** BEGIN **

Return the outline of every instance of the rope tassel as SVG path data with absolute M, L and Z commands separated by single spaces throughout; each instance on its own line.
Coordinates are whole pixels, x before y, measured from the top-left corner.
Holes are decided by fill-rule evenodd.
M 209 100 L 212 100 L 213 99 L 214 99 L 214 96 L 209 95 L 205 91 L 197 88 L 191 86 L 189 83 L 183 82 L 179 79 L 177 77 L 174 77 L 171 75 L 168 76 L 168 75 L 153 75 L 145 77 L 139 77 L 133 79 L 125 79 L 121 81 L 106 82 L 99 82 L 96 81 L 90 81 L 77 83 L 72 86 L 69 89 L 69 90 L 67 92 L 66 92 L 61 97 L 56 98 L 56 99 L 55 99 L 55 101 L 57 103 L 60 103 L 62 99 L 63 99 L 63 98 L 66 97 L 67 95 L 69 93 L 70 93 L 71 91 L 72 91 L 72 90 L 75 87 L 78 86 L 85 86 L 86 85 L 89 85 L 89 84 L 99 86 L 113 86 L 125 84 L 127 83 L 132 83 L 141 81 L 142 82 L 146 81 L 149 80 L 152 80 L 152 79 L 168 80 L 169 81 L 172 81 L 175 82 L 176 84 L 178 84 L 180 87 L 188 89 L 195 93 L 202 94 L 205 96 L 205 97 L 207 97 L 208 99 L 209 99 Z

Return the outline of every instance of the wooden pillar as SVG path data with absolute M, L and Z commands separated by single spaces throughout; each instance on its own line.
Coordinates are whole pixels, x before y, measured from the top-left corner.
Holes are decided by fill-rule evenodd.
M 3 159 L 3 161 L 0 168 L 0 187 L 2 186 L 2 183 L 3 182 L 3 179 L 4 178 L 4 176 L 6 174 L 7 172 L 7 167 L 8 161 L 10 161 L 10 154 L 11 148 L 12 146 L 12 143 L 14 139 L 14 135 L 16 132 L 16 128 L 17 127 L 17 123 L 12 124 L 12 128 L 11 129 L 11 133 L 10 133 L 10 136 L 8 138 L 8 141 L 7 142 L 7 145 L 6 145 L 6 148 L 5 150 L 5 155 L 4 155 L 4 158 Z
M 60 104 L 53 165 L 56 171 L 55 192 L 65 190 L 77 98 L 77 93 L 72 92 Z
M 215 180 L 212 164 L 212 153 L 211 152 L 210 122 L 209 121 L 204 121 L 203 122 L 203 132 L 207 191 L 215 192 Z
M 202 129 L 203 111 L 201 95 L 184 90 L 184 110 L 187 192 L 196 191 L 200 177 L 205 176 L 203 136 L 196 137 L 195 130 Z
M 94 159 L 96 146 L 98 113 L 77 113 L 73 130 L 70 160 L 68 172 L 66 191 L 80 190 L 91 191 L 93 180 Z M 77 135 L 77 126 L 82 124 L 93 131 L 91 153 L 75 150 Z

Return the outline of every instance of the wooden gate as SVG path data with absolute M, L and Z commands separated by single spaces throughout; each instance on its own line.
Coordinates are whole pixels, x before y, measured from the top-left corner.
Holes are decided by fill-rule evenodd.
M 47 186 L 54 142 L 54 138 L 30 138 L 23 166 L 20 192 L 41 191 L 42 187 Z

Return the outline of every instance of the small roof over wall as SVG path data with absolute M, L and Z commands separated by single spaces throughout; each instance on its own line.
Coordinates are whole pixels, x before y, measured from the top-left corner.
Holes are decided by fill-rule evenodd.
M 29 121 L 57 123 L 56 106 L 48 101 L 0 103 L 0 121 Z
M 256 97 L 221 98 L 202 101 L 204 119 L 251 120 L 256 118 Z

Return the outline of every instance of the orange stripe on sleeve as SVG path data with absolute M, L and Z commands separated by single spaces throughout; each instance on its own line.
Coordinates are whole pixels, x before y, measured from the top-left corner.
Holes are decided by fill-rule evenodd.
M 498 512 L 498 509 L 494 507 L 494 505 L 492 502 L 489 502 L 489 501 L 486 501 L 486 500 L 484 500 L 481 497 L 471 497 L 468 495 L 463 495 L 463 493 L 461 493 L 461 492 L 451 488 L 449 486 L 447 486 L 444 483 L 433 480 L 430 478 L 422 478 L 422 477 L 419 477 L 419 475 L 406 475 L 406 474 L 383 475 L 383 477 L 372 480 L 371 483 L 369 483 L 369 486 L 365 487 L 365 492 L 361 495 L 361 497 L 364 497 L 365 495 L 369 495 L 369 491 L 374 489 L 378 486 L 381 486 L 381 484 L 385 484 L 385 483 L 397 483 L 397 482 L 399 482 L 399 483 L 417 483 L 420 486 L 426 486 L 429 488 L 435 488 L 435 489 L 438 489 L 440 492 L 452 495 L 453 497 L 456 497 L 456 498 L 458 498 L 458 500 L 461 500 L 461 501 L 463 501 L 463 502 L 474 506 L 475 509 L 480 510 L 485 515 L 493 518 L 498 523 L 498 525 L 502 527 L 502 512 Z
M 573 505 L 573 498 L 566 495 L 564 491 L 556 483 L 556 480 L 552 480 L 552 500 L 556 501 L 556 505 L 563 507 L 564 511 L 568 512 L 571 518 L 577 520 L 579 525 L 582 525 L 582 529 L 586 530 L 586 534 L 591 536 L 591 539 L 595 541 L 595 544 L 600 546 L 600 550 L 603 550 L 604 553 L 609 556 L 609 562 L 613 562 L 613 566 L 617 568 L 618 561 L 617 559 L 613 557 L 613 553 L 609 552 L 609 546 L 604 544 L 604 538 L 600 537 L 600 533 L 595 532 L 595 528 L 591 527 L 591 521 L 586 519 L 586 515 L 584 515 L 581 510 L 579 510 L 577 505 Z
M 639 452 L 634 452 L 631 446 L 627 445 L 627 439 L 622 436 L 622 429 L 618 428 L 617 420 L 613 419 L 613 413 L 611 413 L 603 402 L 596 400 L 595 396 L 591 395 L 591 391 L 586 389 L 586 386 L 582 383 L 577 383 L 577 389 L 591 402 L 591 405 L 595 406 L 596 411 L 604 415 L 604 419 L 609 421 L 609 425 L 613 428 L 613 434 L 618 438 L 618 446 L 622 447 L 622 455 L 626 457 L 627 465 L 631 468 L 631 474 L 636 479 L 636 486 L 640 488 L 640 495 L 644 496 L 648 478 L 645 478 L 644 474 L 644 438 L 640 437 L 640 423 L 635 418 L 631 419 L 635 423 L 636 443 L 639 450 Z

** END **

WHAT IS EXPECTED
Quote every row above word for word, keeping each line in its original order.

SOLUTION TO THIS PROBLEM
Return the outline of every instance of the rope tassel as SVG path data with absolute M, L and Z commands separated by single spaces throughout; each instance on its own line.
Coordinates are whole pixels, x before y, measured from the top-left corner.
Holes are decided by fill-rule evenodd.
M 209 100 L 212 100 L 213 99 L 214 99 L 214 96 L 209 95 L 205 91 L 197 88 L 191 86 L 189 83 L 183 82 L 179 79 L 177 77 L 174 77 L 171 75 L 168 76 L 168 75 L 153 75 L 145 77 L 139 77 L 133 79 L 125 79 L 121 81 L 106 82 L 99 82 L 96 81 L 90 81 L 77 83 L 72 86 L 69 89 L 69 90 L 67 92 L 66 92 L 61 97 L 56 98 L 56 99 L 55 99 L 55 101 L 57 103 L 60 103 L 62 99 L 63 99 L 63 98 L 66 97 L 67 95 L 69 93 L 70 93 L 71 91 L 72 91 L 72 90 L 75 87 L 78 86 L 85 86 L 86 85 L 89 85 L 89 84 L 99 86 L 113 86 L 125 84 L 127 83 L 132 83 L 141 81 L 142 82 L 146 81 L 149 80 L 152 80 L 152 79 L 168 80 L 169 81 L 172 81 L 175 82 L 176 84 L 178 84 L 180 87 L 188 89 L 195 93 L 202 94 L 205 96 L 205 97 L 207 97 L 208 99 L 209 99 Z

Return the outline of every instance of the wooden pillar as SVG path data with absolute M, L and Z commands separated by single spaces throughout; each instance on its own line.
Coordinates are whole pixels, x before y, measured from the top-left corner.
Holes are decided by fill-rule evenodd.
M 3 159 L 3 161 L 0 168 L 0 187 L 2 186 L 2 183 L 3 182 L 3 179 L 4 178 L 4 176 L 6 174 L 7 172 L 7 167 L 8 161 L 10 161 L 10 154 L 11 148 L 12 146 L 12 143 L 14 139 L 14 135 L 16 132 L 16 128 L 17 127 L 17 123 L 12 124 L 12 128 L 11 129 L 11 133 L 10 133 L 10 136 L 8 138 L 8 141 L 7 142 L 7 145 L 6 145 L 6 148 L 5 150 L 5 155 L 4 155 L 4 158 Z
M 60 104 L 53 165 L 56 171 L 55 192 L 65 190 L 77 98 L 77 93 L 72 92 Z
M 215 180 L 212 164 L 212 153 L 211 152 L 210 122 L 209 121 L 204 121 L 203 122 L 203 132 L 207 191 L 215 192 Z
M 202 129 L 203 111 L 201 95 L 184 90 L 184 110 L 187 192 L 196 191 L 200 177 L 205 176 L 203 136 L 196 137 L 195 130 Z
M 94 159 L 96 146 L 98 113 L 77 113 L 73 130 L 70 160 L 68 172 L 66 191 L 80 190 L 91 191 L 93 180 Z M 77 135 L 77 126 L 82 124 L 93 131 L 91 153 L 75 150 Z

Return the outline of every instance of the wooden gate as SVG path data with absolute M, L and Z commands separated by single spaces throughout; each instance on its own line.
Coordinates are whole pixels, x before y, measured from the top-left corner.
Holes are decided by fill-rule evenodd.
M 47 186 L 54 142 L 54 138 L 30 138 L 23 166 L 20 192 L 41 191 L 42 187 Z

Return the outline of every instance of the small roof over wall as SVG path data with absolute M, L and Z commands separated by single spaces throughout; each instance on its own line.
Coordinates are whole pixels, x before y, measured from the top-left corner.
Holes are decided by fill-rule evenodd.
M 29 121 L 57 123 L 56 106 L 48 101 L 0 103 L 0 121 Z
M 256 97 L 221 98 L 202 101 L 204 119 L 251 120 L 256 118 Z

Return the outline of every instance of the orange stripe on sleeve as SVG path data with absolute M, L and Z commands separated by single spaces throughout; each instance on its own line.
Coordinates are whole pixels, x before y, measured from the top-left corner.
Holes are decided by fill-rule evenodd.
M 498 512 L 498 509 L 494 507 L 494 505 L 492 502 L 489 502 L 489 501 L 486 501 L 486 500 L 484 500 L 481 497 L 471 497 L 468 495 L 463 495 L 463 493 L 461 493 L 461 492 L 451 488 L 449 486 L 447 486 L 444 483 L 433 480 L 430 478 L 422 478 L 422 477 L 419 477 L 419 475 L 406 475 L 406 474 L 383 475 L 383 477 L 372 480 L 371 483 L 369 483 L 369 486 L 365 487 L 365 492 L 361 495 L 361 497 L 364 497 L 365 495 L 369 495 L 369 491 L 374 489 L 378 486 L 381 486 L 381 484 L 385 484 L 385 483 L 397 483 L 397 482 L 399 482 L 399 483 L 417 483 L 420 486 L 426 486 L 429 488 L 435 488 L 435 489 L 438 489 L 440 492 L 452 495 L 453 497 L 456 497 L 456 498 L 458 498 L 458 500 L 461 500 L 461 501 L 463 501 L 463 502 L 474 506 L 475 509 L 480 510 L 485 515 L 493 518 L 498 523 L 498 525 L 502 527 L 502 512 Z
M 573 505 L 573 498 L 566 495 L 564 491 L 556 483 L 556 480 L 552 480 L 552 500 L 556 501 L 556 505 L 563 507 L 564 511 L 568 512 L 571 518 L 577 520 L 579 525 L 582 525 L 582 529 L 586 530 L 586 534 L 591 536 L 591 539 L 595 541 L 595 544 L 600 546 L 600 550 L 603 550 L 604 553 L 609 556 L 609 562 L 613 562 L 613 566 L 617 568 L 618 561 L 617 559 L 613 557 L 613 553 L 609 552 L 609 546 L 604 544 L 604 538 L 600 537 L 600 533 L 595 532 L 595 528 L 591 527 L 591 521 L 586 519 L 586 515 L 584 515 L 581 510 L 579 510 L 577 505 Z
M 639 452 L 634 452 L 631 446 L 627 445 L 627 439 L 622 436 L 622 429 L 618 428 L 617 420 L 613 419 L 613 413 L 611 413 L 603 402 L 596 400 L 595 396 L 591 395 L 591 391 L 586 389 L 586 386 L 582 383 L 577 383 L 577 389 L 591 402 L 591 405 L 595 406 L 596 411 L 604 415 L 604 419 L 609 421 L 609 425 L 613 428 L 613 434 L 618 438 L 618 446 L 622 447 L 622 455 L 626 457 L 627 465 L 631 468 L 631 474 L 636 479 L 636 486 L 640 488 L 640 495 L 644 496 L 648 478 L 645 478 L 644 474 L 644 438 L 640 437 L 640 423 L 635 418 L 631 419 L 635 423 L 636 443 L 639 450 Z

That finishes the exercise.